§ Excerpted text
Popularity of Treehouses
Since its debut in 2013, The Treehouse Masters reality television series has been the inspiration for countless Do-It-Yourselfers to design and build their own treehouses.
Whether you like sleeping under the stars, telling ghost stories or enjoying the sounds of nature, the popular Treehouse Masters have convinced us that a backyard treehouse is the perfect place to make these memories. But before you grab your hammer and a bucket of nails, there are a few basics you should know.
The ABC’s of Building a Treehouse
The first rule of treehouse building is to find a good tree.
You might want to hire an arborist to check out the tree’s health and make sure it will last. St. Petersburg’s has several companies you can call ….. Robert Ellis-Arboriculture, Lee Claxton, ISA Certified Arborist Tree Service and Yutzy Tree Service, to name a few. Be sure to ask which pests are associated with the tree you choose.
Assess how much weight your tree can handle.

§ Source material
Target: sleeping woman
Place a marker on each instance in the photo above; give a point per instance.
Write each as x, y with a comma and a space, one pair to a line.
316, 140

§ Exercise task 1
Revise the treehouse text by giving it again starting with "Popularity of Treehouses" and going on through "a good tree.", with "hammer" replaced by "mallet".
§ Exercise task 2
Carry on the text about building a treehouse, picking up after its last sentence.

§ Output 1
Popularity of Treehouses
Since its debut in 2013, The Treehouse Masters reality television series has been the inspiration for countless Do-It-Yourselfers to design and build their own treehouses.
Whether you like sleeping under the stars, telling ghost stories or enjoying the sounds of nature, the popular Treehouse Masters have convinced us that a backyard treehouse is the perfect place to make these memories. But before you grab your mallet and a bucket of nails, there are a few basics you should know.
The ABC’s of Building a Treehouse
The first rule of treehouse building is to find a good tree.

§ Output 2
Once you know, decide if you can suspend your structure or if you need additional supports. Some of the factors used to determine how much of a load a limb can support are:
- Species: Fast growing species have weaker limbs in a given size compared to those that grow slower. e.g., willow vs. oak.
- Limbs – size, form, attachment, and flexibility: Arborists will usually look at limbs of no less than 4″ in slow growth species. Assess the form for even taper along the length with a branching occurring from the interior out to the tips. Some species have more flex in the branch.
- Defects and decay: Look for fungal fruiting bodies along the branch and especially near the trunk.
Know your building and planning code regulations.
Make sure you are within the square-footage limit outlined in the City’s building code. Sometimes the structure can’t exceed the height of the main residence. (www.stpete.org)
Be a good neighbor.
If your treehouse is going to overlook your neighbors’ backyard, they will likely have something to say about it. It’s better to be open and communicative with your neighbors before starting the project. Common courtesy and respect is the name of the game.
Consider buying a treehouse kit.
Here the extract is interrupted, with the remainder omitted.